[start EXTRACT TO READ]
Tub and toilet in courtroom prove obstacles for lawyers

From Thursday's Globe and Mail

A bathtub in the middle of the courtroom yesterday set a bizarre stage for the trial in Ontario Superior Court of a Scarborough woman accused of drowning her four-year-old daughter.

Xuan Peng, 35, is charged with second-degree murder in the death of Scarlet Chen. The autistic child was found in the family's bathtub on July 12, 2004.

Defence lawyers Kathryn Wells and John Mann had trouble approaching the witness box throughout yesterday's session because of a replica bathroom - complete with tub, sink, toilet and even a roll for toilet paper - that stretched from the court reporter and clerk box to the Crown's desk. By midday, Madam Justice Mary Lou Benotto asked spectators to clear the front row so that co-counsel could use it as a passage.

Detective Sergeant Rick McKeown, who arrived at the townhouse around 9:27 p.m., after several police were already on scene, testified that the water still had "bubbles" and was "cool" to the touch. He said "the water line was just below overflow."

In cross-examination, Mr. Mann asked him why he didn't take any samples from the tub, which Ms. Peng had said she filled with bleach and detergent so she could soak household items.

"The bathwater in the bathtub is a big deal isn't? And the bathwater, if there's laundry detergent in it, is a big deal," he said.
[end EXTRACT TO READ]
[start AVAILABLE DATA]
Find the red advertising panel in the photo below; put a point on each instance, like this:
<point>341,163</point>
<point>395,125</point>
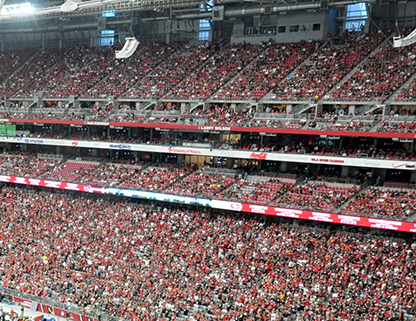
[end AVAILABLE DATA]
- _INSTRUCTION 1_: Reproduce word for word the passage of the courtroom bathtub article between "From Thursday's Globe" and "as a passage.", inclusive.
- _INSTRUCTION 2_: Carry on the news report about the bathtub murder trial from the point where it stops.

- _TASK RESULT 1_:
From Thursday's Globe and Mail

A bathtub in the middle of the courtroom yesterday set a bizarre stage for the trial in Ontario Superior Court of a Scarborough woman accused of drowning her four-year-old daughter.

Xuan Peng, 35, is charged with second-degree murder in the death of Scarlet Chen. The autistic child was found in the family's bathtub on July 12, 2004.

Defence lawyers Kathryn Wells and John Mann had trouble approaching the witness box throughout yesterday's session because of a replica bathroom - complete with tub, sink, toilet and even a roll for toilet paper - that stretched from the court reporter and clerk box to the Crown's desk. By midday, Madam Justice Mary Lou Benotto asked spectators to clear the front row so that co-counsel could use it as a passage.

- _TASK RESULT 2_:
Det. Sgt. McKeown replied, "In hindsight, I should've."

Through two Mandarin translators, Ms. Peng also heard her lawyer question the security of the scene, as he pointed out several differences between two sets of photos, one taken by Det. Sgt. McKeown and the other by his colleague Det. Sgt. John Davidson, who took over the forensic identification three days later.

The jury saw that a blanket in the master bedroom had been moved between the two visits. Dresser drawers in the room were closed in Det. Sgt. McKeown's photo, but open in Det. Sgt. Davidson's.

In another set of photos, a bathmat had been moved.

"And you have no explanation for that?" Mr. Mann repeatedly asked Det. Sgt. McKeown.

The trial began Tuesday with Crown prosecutor Joshua Levy proposing that Ms. Peng couldn't cope with her daughter's autism and that she drowned her in the tub. He said a pathologist would confirm bruises indicating the child was held down, and phone records would show Ms. Peng called her husband David Chen numerous times that evening in a panic.

The trial resumes today.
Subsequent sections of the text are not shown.